> _Dataset_
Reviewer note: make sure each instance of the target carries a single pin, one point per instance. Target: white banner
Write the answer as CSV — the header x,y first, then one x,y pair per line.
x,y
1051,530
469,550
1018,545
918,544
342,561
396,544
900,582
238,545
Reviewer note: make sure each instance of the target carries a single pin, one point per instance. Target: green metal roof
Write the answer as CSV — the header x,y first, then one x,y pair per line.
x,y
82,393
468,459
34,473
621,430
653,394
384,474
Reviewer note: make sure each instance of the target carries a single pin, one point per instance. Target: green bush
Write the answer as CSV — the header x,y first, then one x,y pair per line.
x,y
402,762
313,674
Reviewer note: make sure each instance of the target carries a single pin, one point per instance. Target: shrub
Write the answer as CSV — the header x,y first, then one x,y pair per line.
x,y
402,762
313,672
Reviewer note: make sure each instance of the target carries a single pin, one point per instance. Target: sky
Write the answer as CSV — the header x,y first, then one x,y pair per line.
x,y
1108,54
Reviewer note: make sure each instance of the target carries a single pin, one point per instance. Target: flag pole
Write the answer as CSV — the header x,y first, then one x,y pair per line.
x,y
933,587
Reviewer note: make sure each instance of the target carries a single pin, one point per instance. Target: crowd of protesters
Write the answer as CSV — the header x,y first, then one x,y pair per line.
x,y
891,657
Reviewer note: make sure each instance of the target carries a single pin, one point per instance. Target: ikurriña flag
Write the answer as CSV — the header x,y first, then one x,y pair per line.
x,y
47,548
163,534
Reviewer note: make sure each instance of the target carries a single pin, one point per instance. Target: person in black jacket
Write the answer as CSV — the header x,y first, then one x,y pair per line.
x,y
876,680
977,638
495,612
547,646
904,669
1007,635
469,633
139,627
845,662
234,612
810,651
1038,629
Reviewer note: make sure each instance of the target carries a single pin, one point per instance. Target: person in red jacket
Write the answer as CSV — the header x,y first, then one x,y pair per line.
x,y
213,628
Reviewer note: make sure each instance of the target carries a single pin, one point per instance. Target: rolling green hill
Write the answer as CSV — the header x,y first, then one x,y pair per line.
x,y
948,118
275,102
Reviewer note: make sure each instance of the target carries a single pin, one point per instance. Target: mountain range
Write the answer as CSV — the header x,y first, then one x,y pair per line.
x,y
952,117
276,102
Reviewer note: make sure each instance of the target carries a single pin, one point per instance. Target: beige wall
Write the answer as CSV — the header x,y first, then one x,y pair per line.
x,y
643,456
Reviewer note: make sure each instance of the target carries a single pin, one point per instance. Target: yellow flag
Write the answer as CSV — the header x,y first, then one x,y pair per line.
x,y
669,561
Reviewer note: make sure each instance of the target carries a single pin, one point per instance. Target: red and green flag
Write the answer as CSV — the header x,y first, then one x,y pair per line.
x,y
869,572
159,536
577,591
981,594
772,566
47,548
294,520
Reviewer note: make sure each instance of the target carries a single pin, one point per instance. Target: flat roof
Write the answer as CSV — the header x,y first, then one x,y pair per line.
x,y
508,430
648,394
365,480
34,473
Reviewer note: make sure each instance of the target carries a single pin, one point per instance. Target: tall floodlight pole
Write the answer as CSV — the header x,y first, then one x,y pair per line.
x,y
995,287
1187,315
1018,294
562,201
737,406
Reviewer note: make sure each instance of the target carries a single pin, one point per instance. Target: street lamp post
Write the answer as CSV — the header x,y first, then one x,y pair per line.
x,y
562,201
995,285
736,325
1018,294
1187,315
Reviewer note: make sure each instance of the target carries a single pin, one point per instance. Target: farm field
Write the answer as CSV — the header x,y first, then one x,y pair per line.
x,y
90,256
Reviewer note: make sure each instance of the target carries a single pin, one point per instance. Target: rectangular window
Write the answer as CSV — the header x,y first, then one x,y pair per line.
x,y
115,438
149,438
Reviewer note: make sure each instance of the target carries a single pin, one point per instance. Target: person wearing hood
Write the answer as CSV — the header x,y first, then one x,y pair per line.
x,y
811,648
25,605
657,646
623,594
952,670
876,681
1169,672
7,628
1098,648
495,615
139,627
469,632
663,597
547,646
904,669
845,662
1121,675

> _Requirement_
Each line from the first line of the listing through the line with "green metal roof" must be output exactly, both ends included, and no other line may appear.

> _Your solution_
Reviewer note: make sure each instance of the target carries a single pin, one point per instance. Target: white banner
Write the answer as CSV — the header x,y first, then one x,y pair per line.
x,y
1051,530
469,550
1018,545
918,544
342,561
396,544
900,582
238,545
Reviewer note: make sure each instance of the target carries a single pin, one point per instance. Target: green metal roof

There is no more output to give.